- _TEXT PASSAGE_
▬▬▬▬▬▬

Clearly the implementation of the Scheme in the first six months of the
financial year 2016-17 would begin with a deficit and the actual amount
required for the first six months of the financial year (even as per the
“agreed to” Labour Budget) would not be fulfilled. In our opinion, this is
hardly any encouragement to persons willing to take advantage of the
Scheme.
41. The fourth affidavit goes on to say that the first tranche will be
released in two installments – the first installment being released in
April 2016 which would apparently take care of the implementation of the
Scheme for the month of April and the second tranche would be released in
June 2016 after the regular budget is passed in Parliament. The reason
given in the fourth affidavit for the release of the first tranche in two
installments is because of the vote on account. It is a matter of common
knowledge that the annual budget is presented every year on the last day of
February and it naturally takes time for the budget proposals to be
accepted by Parliament and hence the need for a vote on account. That being
so it is rather odd that the Master Circular proceeds on the basis that the
entire quantum of the first tranche will be released in April 2016 –
something that is apparently not possible. There is no mention of any vote
on account in the Master Circular and to this extent an incorrect picture
of the release of funds is held out. All that we can say is that this is
an unfortunate way of implementing a social welfare Scheme intended for the
benefit of unemployed persons.

▬▬▬▬▬▬

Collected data
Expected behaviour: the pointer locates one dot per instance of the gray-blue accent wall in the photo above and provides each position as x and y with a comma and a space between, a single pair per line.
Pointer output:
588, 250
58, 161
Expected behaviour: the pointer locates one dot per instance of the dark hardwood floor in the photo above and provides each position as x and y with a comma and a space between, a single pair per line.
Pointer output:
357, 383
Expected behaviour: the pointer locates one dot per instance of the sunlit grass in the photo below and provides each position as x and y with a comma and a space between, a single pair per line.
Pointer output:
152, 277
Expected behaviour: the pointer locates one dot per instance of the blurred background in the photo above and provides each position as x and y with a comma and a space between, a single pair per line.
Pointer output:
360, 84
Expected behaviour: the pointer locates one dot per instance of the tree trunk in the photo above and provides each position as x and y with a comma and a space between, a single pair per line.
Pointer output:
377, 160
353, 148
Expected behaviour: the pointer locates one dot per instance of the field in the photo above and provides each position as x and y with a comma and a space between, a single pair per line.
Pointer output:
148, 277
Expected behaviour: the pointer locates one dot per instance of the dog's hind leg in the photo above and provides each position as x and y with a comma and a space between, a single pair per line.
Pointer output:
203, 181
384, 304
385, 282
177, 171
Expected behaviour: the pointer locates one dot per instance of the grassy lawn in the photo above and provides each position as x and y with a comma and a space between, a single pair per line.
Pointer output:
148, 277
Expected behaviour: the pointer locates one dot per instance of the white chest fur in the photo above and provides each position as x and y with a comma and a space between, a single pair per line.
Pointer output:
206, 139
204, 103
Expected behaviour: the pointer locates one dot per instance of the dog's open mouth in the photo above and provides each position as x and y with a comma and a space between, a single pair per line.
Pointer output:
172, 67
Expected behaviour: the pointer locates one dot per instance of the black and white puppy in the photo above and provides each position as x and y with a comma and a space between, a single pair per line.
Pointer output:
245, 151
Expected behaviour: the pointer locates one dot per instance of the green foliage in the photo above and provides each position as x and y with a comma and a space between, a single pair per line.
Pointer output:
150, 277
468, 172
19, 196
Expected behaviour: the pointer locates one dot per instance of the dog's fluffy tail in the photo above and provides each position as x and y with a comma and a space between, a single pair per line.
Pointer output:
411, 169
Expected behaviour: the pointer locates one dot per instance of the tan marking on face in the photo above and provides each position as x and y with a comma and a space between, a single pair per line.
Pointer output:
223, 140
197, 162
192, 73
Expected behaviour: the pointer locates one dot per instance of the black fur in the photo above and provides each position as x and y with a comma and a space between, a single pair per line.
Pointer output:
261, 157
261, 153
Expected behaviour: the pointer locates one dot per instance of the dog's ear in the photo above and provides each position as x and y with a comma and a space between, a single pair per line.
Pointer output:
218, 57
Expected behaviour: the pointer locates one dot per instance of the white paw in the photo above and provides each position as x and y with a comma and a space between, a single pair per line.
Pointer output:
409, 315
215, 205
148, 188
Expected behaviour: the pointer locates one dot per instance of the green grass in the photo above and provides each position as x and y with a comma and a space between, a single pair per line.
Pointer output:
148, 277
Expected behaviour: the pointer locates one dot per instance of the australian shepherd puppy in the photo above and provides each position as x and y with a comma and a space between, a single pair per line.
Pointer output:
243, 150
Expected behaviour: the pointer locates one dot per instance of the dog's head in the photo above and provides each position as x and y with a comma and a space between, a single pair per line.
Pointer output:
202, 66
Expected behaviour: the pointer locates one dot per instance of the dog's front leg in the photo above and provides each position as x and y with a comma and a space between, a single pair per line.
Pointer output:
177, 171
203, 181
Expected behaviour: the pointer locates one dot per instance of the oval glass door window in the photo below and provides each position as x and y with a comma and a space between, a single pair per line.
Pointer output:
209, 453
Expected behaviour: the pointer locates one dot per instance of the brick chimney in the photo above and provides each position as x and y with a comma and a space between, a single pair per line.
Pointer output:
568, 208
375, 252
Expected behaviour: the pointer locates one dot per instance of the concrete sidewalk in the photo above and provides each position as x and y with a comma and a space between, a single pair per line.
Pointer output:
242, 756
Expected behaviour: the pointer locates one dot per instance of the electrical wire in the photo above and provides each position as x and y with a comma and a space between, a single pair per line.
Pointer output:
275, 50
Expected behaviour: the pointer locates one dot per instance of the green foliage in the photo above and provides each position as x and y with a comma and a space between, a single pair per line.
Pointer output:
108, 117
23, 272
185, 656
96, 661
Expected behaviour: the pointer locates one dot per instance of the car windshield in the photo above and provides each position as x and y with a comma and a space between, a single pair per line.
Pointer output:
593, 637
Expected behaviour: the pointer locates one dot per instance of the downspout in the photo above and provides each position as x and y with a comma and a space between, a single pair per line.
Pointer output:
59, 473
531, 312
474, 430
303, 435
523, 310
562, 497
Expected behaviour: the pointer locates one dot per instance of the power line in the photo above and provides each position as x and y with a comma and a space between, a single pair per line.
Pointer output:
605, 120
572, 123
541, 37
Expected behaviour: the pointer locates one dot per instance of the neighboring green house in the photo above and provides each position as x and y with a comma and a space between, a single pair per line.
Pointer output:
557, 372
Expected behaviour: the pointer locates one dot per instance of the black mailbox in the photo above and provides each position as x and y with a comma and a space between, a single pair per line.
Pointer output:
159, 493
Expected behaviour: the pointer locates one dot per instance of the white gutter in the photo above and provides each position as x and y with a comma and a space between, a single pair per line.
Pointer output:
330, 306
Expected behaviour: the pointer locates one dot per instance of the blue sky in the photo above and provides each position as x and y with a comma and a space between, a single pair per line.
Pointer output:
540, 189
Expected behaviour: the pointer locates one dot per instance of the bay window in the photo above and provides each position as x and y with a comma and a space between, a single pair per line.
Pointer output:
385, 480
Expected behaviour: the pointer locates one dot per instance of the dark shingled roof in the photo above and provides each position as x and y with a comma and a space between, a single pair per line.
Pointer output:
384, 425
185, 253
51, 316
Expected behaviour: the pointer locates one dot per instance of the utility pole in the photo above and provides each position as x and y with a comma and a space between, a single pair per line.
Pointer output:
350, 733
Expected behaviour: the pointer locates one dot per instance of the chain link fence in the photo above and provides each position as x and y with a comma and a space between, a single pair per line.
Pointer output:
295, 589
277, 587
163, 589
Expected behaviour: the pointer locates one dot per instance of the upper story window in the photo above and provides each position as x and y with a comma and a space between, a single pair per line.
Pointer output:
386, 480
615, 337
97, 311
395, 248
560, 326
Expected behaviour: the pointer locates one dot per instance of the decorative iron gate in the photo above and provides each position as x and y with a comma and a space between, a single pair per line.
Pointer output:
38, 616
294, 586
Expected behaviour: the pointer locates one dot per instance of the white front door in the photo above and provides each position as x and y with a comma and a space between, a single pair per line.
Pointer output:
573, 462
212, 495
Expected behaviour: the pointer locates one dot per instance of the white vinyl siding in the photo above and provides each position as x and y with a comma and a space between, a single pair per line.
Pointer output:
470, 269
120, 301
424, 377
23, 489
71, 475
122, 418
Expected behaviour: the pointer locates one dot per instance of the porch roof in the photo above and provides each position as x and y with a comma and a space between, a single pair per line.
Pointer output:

▬▬▬▬▬▬

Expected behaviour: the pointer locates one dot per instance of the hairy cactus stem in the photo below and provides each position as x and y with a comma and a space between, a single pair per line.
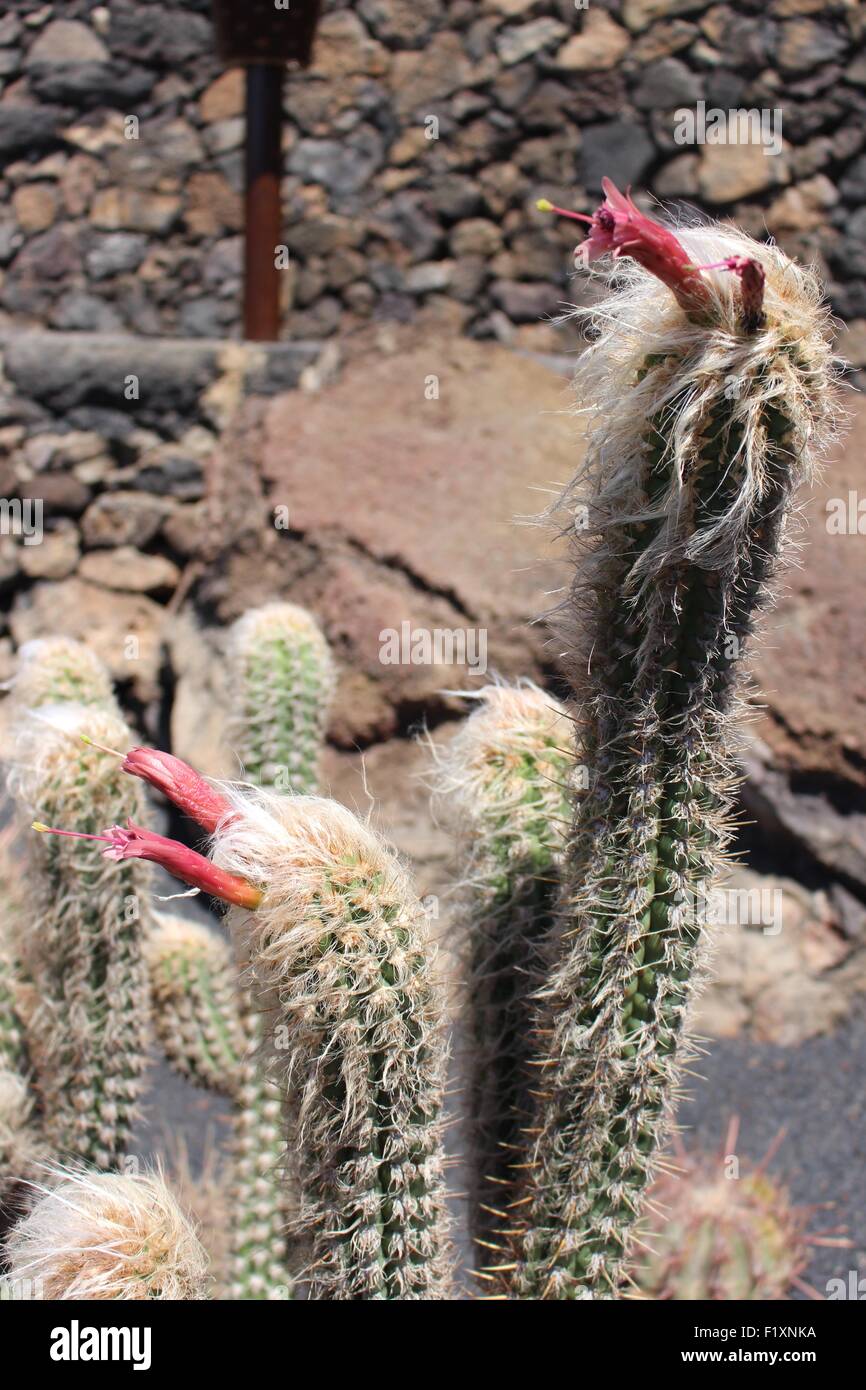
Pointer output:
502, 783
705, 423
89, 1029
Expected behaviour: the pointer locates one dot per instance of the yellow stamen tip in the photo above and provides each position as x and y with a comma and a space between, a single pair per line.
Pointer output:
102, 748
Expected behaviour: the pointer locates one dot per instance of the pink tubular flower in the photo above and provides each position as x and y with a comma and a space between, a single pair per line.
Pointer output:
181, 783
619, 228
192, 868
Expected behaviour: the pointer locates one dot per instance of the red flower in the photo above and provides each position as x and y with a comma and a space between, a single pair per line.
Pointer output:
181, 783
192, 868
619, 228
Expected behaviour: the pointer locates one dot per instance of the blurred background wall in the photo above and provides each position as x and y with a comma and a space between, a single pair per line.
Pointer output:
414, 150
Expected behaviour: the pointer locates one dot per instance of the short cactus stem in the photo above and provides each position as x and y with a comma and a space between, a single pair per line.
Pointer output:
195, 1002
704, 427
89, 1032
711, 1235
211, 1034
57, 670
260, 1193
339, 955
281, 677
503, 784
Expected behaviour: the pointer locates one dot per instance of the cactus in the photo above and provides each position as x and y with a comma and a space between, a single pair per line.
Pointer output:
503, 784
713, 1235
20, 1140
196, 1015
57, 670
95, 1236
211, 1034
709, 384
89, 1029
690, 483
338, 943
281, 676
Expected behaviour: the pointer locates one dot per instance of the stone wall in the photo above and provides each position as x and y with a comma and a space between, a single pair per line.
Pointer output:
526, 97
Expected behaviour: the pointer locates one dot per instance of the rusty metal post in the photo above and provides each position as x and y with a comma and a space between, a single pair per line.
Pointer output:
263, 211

▬▬▬▬▬▬

- _STATED EXERCISE 1_
What reason does the fourth affidavit give, according to the passage on releasing Scheme funds, for splitting the first tranche into two installments?
- _STATED EXERCISE 2_
Please resume the passage on releasing Scheme funds, picking up after its final sentence.

- _OUTPUT 1_
The vote on account.

- _OUTPUT 2_
42. We are informed by the Joint Secretary that the Labour Budget for
2016-17 is calculated on 314 crore person days of employment. This has
been scaled down by the Empowered Committee and the “agreed to” Labour
Budge for 2016-17 is calculated on 217 crore person days of employment.
Therefore, (roughly) only 70% of the Labour Budget is accepted by the
Empowered Committee based on the past performance of the States. On this
basis, (roughly) about Rs. 20,000 crores ought to be released by the
Government of India in the first tranche towards financial implementation
of the Scheme. The amount actually released is only Rs. 3047 crores. The
implicit assurance is that the balance amount of about Rs. 17,000 crores
will be made over the States in June, 2016 in the second installment of the
first tranche after the annual budget is approved by Parliament. We can
only wait and hope.
43. As far as the third issue of monitoring the Scheme is concerned the
NREG Act makes adequate provision in this regard. Section 10 of the NREG
Act provides for constituting a Central Employment Guarantee Council (for
short ‘the CEGC’).[18] As per Section 11 of the NREG Act, the functions of
the CEGC include, amongst others, establishing a central evaluation and
monitoring system; advising the Central Government in all matters
concerning the implementation of the NREG Act; monitoring the
implementation of the NREG Act; and preparing annual reports to be laid
before Parliament by the Central Government on the implementation of the
Act. It is not clear to us whether the CEGC is in existence and whether any
monitoring mechanism is in place. A visit to the official website of the
NREG Act[19] indicates that as of now there is no CEGC in place.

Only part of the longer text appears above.